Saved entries
....

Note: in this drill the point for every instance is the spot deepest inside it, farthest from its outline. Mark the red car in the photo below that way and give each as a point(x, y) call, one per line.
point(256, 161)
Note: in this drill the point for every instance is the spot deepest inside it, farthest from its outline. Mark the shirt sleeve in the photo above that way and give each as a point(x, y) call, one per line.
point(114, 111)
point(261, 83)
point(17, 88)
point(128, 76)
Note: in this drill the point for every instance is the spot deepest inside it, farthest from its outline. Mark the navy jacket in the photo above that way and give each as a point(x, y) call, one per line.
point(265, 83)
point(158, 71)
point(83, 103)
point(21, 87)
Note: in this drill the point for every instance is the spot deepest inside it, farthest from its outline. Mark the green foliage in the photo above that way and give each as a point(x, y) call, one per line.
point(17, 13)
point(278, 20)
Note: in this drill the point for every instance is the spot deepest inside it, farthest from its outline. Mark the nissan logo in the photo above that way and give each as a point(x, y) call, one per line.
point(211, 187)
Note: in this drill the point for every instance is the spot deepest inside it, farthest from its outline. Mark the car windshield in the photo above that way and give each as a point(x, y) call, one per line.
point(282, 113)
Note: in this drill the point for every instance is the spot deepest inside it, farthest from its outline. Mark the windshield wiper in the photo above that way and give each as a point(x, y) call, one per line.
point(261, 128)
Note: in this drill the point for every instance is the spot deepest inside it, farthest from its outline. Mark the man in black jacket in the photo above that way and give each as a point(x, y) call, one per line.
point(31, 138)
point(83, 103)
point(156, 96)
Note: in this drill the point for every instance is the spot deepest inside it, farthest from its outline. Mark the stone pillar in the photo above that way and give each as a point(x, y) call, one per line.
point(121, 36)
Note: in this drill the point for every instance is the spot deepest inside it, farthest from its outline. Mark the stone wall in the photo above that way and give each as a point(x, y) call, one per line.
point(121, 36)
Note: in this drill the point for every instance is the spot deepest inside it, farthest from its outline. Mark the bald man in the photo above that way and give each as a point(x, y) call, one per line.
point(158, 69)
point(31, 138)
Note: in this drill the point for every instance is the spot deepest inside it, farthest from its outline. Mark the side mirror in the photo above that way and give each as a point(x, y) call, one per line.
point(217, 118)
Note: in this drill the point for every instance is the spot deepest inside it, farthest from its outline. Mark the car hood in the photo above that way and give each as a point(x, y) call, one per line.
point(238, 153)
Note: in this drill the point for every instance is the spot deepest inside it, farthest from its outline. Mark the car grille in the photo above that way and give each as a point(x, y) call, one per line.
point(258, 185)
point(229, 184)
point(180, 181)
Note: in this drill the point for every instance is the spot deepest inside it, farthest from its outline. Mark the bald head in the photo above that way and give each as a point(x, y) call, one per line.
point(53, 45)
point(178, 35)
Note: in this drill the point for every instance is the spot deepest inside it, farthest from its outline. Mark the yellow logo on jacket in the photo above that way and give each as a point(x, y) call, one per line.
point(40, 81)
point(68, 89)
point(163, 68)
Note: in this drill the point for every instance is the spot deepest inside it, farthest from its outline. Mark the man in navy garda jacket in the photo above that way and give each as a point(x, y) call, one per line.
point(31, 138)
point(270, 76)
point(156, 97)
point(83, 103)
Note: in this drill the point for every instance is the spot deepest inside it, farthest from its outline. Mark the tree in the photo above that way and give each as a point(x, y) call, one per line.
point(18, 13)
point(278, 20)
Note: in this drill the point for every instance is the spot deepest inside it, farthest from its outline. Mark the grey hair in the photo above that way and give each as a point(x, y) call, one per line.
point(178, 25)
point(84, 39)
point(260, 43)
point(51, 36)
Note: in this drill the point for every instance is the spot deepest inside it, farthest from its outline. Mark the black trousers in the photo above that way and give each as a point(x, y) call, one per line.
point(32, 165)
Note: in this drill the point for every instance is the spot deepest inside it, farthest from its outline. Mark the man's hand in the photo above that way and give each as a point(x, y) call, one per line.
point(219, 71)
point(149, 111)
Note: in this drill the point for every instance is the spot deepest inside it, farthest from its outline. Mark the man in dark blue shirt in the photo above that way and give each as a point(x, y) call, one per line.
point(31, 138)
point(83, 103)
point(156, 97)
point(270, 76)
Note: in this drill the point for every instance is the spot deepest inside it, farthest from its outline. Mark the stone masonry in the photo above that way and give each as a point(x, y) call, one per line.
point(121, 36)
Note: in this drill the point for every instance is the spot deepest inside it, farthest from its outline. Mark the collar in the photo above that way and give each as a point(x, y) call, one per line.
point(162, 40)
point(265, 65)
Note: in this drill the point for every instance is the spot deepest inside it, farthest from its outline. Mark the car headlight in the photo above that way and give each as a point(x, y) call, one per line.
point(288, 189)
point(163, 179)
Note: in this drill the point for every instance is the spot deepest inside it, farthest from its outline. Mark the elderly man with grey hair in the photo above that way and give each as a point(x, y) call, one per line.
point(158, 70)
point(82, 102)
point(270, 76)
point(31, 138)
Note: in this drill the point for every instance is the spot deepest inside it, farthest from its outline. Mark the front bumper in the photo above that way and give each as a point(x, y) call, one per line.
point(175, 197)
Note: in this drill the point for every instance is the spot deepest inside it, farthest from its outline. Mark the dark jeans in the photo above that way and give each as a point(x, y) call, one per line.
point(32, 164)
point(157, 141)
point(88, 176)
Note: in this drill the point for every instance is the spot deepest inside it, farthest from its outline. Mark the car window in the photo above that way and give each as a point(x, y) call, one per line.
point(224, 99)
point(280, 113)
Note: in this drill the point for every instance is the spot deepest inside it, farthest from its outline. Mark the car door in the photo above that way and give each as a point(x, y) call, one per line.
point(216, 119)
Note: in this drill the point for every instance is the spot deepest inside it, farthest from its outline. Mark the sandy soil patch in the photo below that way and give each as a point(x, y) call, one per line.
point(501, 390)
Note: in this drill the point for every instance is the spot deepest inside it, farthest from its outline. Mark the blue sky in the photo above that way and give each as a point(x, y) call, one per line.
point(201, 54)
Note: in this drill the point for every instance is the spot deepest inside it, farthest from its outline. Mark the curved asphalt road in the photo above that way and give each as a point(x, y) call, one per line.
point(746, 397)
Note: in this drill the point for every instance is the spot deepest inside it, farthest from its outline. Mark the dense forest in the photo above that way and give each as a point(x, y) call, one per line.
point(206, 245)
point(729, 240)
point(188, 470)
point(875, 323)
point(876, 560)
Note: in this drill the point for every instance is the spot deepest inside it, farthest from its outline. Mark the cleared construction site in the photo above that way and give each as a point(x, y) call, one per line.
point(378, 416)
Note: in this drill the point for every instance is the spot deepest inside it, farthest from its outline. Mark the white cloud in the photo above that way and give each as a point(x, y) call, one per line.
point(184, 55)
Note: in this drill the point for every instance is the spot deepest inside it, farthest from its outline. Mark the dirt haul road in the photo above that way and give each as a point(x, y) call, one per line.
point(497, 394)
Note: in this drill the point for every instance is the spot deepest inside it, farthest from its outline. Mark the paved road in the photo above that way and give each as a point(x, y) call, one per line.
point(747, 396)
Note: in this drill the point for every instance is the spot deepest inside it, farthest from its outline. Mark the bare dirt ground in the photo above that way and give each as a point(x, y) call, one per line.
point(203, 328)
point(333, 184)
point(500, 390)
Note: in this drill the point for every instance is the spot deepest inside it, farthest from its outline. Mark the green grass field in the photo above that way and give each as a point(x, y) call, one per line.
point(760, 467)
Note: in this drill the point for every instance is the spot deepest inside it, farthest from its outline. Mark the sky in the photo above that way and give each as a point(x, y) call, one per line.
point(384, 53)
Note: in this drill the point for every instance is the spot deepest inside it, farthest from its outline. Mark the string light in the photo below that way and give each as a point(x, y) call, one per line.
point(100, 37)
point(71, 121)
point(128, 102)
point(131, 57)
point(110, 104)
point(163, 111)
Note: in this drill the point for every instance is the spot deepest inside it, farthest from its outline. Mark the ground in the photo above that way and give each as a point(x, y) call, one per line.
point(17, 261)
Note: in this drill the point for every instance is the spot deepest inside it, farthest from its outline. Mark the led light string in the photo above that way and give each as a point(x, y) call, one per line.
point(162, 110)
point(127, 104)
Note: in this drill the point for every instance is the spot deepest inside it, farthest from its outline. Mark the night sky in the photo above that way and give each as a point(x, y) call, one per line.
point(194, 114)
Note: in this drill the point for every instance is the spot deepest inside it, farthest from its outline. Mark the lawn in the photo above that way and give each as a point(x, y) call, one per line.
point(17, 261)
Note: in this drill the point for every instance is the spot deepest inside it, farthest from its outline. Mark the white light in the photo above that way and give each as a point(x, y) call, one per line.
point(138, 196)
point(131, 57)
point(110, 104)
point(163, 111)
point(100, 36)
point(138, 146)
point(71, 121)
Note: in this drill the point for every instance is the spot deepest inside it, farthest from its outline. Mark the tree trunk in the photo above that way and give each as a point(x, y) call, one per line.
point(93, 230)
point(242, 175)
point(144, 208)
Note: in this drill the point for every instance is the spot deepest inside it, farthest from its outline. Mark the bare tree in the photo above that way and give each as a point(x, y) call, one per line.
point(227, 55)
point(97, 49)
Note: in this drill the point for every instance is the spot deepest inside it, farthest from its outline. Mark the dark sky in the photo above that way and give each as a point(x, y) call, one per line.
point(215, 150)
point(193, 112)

....

Turn the records into a numbered list, beginning at the line that has "Mark the night" and stopping after the line that has "point(194, 114)". Skip any blank lines.

## Result
1. Note: in this drill the point for every instance is the spot deepest inside it, farthest from its outline. Mark the night sky in the photo above that way and give each as a point(x, y) call, one per line.
2. point(194, 114)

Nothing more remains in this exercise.